Image annotation data:
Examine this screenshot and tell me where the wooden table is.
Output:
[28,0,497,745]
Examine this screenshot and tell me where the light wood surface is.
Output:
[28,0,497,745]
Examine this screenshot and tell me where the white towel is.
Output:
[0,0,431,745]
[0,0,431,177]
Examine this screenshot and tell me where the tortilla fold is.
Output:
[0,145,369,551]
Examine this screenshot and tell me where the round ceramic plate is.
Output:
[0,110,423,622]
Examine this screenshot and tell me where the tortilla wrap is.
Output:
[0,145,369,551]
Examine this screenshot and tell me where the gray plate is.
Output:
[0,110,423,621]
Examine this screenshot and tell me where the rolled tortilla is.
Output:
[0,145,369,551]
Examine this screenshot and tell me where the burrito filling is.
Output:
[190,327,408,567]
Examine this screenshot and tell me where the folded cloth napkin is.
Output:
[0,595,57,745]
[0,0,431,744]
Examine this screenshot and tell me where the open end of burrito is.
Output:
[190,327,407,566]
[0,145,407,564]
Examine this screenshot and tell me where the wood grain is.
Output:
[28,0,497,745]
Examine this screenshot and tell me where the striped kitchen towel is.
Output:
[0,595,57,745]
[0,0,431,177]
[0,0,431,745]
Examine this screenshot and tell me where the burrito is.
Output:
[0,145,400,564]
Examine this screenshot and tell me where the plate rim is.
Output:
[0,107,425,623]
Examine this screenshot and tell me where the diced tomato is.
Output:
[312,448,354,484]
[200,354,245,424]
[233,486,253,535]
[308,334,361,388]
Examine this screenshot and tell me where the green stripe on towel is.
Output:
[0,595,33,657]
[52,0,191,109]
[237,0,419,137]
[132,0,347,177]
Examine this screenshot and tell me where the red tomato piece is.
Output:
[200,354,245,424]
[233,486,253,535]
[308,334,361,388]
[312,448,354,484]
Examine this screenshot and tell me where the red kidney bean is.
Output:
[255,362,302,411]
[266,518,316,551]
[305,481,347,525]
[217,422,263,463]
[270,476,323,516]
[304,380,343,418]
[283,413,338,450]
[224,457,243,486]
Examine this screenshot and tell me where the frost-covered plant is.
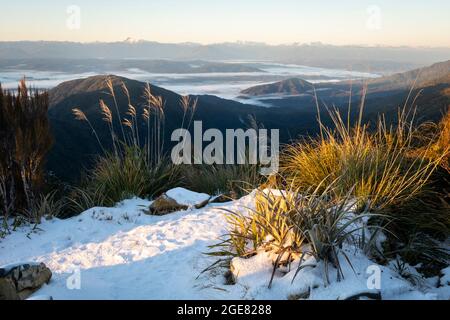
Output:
[213,180,384,287]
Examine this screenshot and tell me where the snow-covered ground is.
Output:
[0,189,450,299]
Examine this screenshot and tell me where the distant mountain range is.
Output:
[241,60,450,97]
[0,58,263,74]
[240,60,450,120]
[0,40,450,73]
[36,61,450,180]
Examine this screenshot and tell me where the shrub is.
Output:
[0,80,52,227]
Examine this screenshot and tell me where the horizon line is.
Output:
[0,37,450,49]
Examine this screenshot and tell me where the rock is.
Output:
[146,188,211,215]
[0,277,20,300]
[166,188,211,208]
[146,194,188,216]
[209,192,236,203]
[0,263,52,300]
[344,290,382,300]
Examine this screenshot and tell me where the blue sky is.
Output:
[0,0,450,47]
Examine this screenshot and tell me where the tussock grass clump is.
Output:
[69,78,184,213]
[281,110,450,266]
[281,107,444,215]
[78,146,180,209]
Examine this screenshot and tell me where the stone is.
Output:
[0,277,20,300]
[0,263,52,300]
[146,194,188,216]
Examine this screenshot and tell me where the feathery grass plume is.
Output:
[144,83,165,162]
[100,99,112,124]
[122,119,133,129]
[105,76,126,141]
[100,99,118,154]
[72,108,106,153]
[183,164,266,197]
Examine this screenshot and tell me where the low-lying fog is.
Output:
[0,61,378,106]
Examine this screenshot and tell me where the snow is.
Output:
[0,188,450,300]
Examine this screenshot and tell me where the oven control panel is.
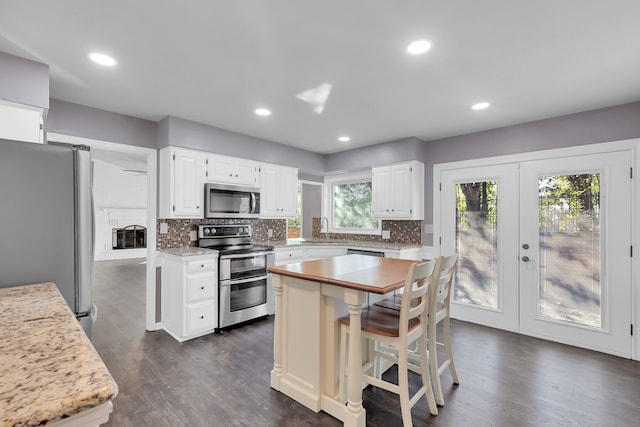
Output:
[198,224,251,239]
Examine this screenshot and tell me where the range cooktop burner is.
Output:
[216,245,274,255]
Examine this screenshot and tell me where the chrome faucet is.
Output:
[320,216,329,240]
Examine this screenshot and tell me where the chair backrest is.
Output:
[429,254,458,322]
[400,260,438,325]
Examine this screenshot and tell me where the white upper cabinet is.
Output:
[371,161,424,220]
[206,154,260,187]
[0,101,44,144]
[260,163,298,218]
[158,147,207,218]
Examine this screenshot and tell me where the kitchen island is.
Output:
[0,283,118,427]
[269,255,416,427]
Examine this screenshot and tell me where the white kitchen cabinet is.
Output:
[371,161,424,220]
[306,246,347,261]
[0,100,44,143]
[260,163,298,218]
[158,147,207,218]
[206,154,260,187]
[275,247,307,265]
[161,253,218,342]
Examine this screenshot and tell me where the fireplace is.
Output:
[112,225,147,249]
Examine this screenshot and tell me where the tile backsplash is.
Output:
[156,217,422,250]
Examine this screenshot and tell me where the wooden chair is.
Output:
[339,260,438,426]
[427,255,460,406]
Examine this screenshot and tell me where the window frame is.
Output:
[320,172,382,236]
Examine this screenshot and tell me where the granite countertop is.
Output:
[160,246,218,257]
[257,238,422,250]
[0,283,118,427]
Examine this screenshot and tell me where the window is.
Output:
[325,175,380,234]
[287,184,302,239]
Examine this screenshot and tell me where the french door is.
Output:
[440,151,631,357]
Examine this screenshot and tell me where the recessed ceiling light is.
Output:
[89,52,116,67]
[471,102,491,110]
[407,40,431,55]
[255,108,271,116]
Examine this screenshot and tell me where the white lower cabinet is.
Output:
[275,247,307,265]
[306,246,347,261]
[161,253,218,341]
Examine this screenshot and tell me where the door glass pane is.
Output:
[538,173,602,327]
[453,181,498,309]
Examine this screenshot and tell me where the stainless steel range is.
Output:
[198,224,275,329]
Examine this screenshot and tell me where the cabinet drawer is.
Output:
[187,258,218,273]
[187,301,218,335]
[187,273,218,304]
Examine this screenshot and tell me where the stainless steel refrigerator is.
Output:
[0,139,95,337]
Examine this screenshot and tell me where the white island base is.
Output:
[271,274,366,427]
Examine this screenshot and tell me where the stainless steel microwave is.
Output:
[204,183,260,218]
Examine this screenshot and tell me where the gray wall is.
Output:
[418,102,640,246]
[158,117,326,176]
[45,99,158,148]
[302,184,322,238]
[326,138,424,172]
[0,52,49,110]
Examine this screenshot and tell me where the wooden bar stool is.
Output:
[339,260,438,426]
[427,255,460,406]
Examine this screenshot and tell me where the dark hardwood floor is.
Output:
[92,259,640,427]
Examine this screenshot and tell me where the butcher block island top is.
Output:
[268,255,417,294]
[0,283,118,427]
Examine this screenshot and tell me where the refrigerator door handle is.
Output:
[73,147,94,313]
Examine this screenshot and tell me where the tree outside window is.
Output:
[331,178,380,234]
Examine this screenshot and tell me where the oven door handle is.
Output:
[220,251,275,260]
[220,274,269,286]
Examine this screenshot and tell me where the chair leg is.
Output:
[442,316,460,384]
[338,325,347,403]
[417,336,438,415]
[427,322,444,406]
[398,349,413,427]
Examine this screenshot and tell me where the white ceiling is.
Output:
[0,0,640,153]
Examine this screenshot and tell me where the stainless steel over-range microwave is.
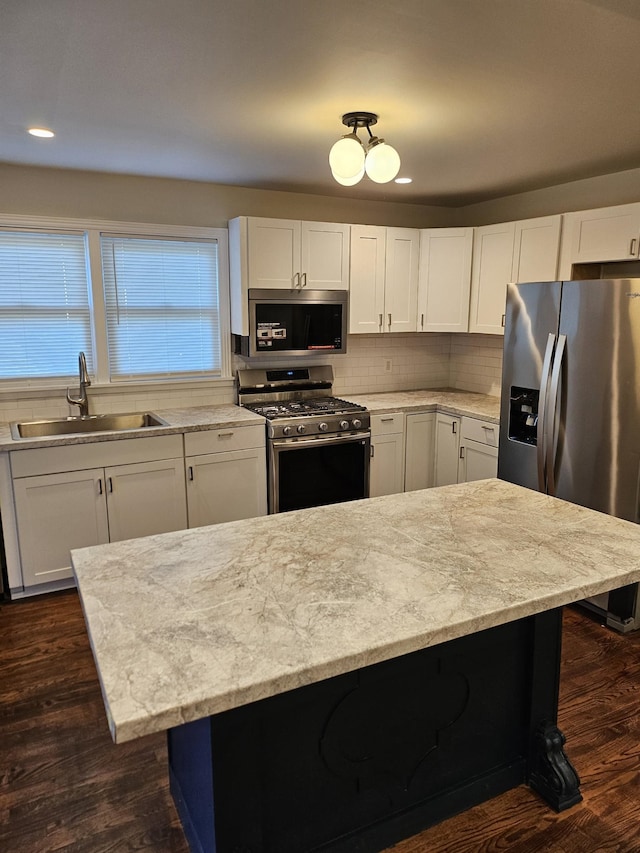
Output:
[236,289,348,356]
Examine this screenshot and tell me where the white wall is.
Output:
[456,169,640,225]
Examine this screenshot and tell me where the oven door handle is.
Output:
[271,432,371,450]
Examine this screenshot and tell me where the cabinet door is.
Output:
[404,412,436,492]
[383,228,420,332]
[511,215,562,281]
[418,228,473,332]
[300,222,349,290]
[247,217,301,290]
[13,468,109,586]
[186,447,267,527]
[349,225,387,335]
[434,412,460,486]
[105,459,187,542]
[469,222,515,335]
[369,432,404,498]
[458,440,498,483]
[571,204,640,264]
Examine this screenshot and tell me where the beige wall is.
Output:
[0,163,455,228]
[455,169,640,225]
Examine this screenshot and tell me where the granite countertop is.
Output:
[0,390,500,452]
[0,403,264,451]
[72,480,640,742]
[347,388,500,424]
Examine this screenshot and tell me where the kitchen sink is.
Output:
[11,412,167,439]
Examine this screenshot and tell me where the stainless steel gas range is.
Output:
[237,365,371,513]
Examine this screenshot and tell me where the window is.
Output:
[0,231,92,383]
[0,214,231,393]
[100,235,221,380]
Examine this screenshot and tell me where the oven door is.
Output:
[268,433,371,513]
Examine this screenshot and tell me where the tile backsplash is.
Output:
[0,333,503,422]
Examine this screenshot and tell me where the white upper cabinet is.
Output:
[247,218,349,290]
[469,214,562,335]
[384,228,420,332]
[562,203,640,278]
[349,225,387,334]
[349,225,420,334]
[247,219,302,290]
[300,222,349,290]
[229,216,349,337]
[418,228,473,332]
[469,222,515,335]
[511,215,562,281]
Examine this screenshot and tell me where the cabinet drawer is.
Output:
[184,425,265,456]
[462,418,500,447]
[9,433,183,477]
[371,412,404,435]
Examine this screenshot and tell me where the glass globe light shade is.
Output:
[331,166,364,187]
[329,133,364,183]
[364,138,400,184]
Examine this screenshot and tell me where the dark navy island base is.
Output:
[168,609,582,853]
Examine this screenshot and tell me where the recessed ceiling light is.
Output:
[29,127,55,139]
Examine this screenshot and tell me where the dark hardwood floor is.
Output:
[0,592,640,853]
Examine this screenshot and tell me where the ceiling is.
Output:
[0,0,640,206]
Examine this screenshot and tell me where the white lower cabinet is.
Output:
[11,435,187,587]
[369,412,404,498]
[458,418,499,483]
[404,412,436,492]
[185,426,267,527]
[13,468,109,586]
[433,412,460,486]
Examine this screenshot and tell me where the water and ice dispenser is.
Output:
[509,385,540,446]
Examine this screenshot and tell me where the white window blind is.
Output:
[0,230,92,381]
[100,234,221,380]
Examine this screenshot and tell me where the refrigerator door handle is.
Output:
[545,335,567,497]
[536,332,556,493]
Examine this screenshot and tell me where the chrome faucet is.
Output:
[67,352,91,418]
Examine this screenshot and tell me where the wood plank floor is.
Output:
[0,592,640,853]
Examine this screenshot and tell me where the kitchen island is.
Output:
[73,480,640,853]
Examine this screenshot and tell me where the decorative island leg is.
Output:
[529,723,582,812]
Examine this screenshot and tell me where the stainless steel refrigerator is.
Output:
[498,278,640,632]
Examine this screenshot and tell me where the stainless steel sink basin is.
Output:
[11,412,167,439]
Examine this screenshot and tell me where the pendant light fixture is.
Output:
[329,112,400,187]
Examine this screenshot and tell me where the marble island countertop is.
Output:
[0,389,500,452]
[72,480,640,742]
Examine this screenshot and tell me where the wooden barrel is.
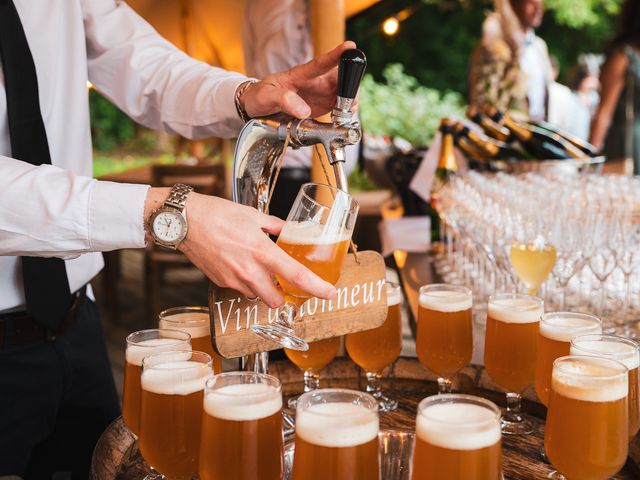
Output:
[92,357,640,480]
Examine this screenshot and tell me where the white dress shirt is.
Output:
[0,0,246,311]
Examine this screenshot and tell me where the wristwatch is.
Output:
[149,183,193,250]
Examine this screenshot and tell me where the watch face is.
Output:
[153,211,185,243]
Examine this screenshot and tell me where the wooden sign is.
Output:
[209,251,387,358]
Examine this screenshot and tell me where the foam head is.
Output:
[540,312,602,343]
[488,295,544,323]
[416,403,501,450]
[204,383,282,421]
[551,356,629,402]
[296,402,380,448]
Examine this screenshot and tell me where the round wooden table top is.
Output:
[92,357,640,480]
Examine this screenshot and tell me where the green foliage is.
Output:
[360,64,464,147]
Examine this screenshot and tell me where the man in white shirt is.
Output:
[0,0,353,479]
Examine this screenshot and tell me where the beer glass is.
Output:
[345,282,402,412]
[536,312,602,405]
[544,356,629,480]
[416,283,473,393]
[292,388,380,480]
[571,335,640,441]
[284,337,341,408]
[158,307,222,373]
[138,351,213,480]
[199,372,283,480]
[413,394,502,480]
[122,329,191,435]
[251,183,359,350]
[484,293,544,435]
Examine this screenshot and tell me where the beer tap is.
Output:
[233,49,367,373]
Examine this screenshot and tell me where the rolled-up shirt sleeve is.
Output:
[0,156,149,259]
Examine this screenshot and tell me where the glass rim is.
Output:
[125,328,192,348]
[552,355,629,380]
[204,371,282,398]
[418,393,502,430]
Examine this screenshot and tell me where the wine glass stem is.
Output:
[438,377,451,393]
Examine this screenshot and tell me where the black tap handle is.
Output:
[338,48,367,98]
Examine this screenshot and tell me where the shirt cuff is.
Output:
[89,180,149,252]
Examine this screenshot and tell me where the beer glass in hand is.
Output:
[284,337,340,408]
[292,388,380,480]
[544,356,629,480]
[536,312,602,405]
[199,372,283,480]
[122,329,191,435]
[138,351,213,480]
[413,394,502,480]
[251,183,359,350]
[158,307,222,373]
[484,293,544,435]
[416,283,473,393]
[345,282,402,412]
[570,335,640,442]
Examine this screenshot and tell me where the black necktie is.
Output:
[0,0,71,331]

#### [GIVEN INSTRUCTION]
Retype the records word for word, starting at the line containing "Examine this screenshot and tell me where the oven door is." and ending at the line containing "[0,333,503,422]", with both of those lines included.

#### [SOLUTION TO THIS EXERCISE]
Examine this screenshot and tell me where the oven door is.
Output:
[268,433,371,513]
Examine this screenshot and tell me where the tile backsplash is.
Output:
[0,333,503,422]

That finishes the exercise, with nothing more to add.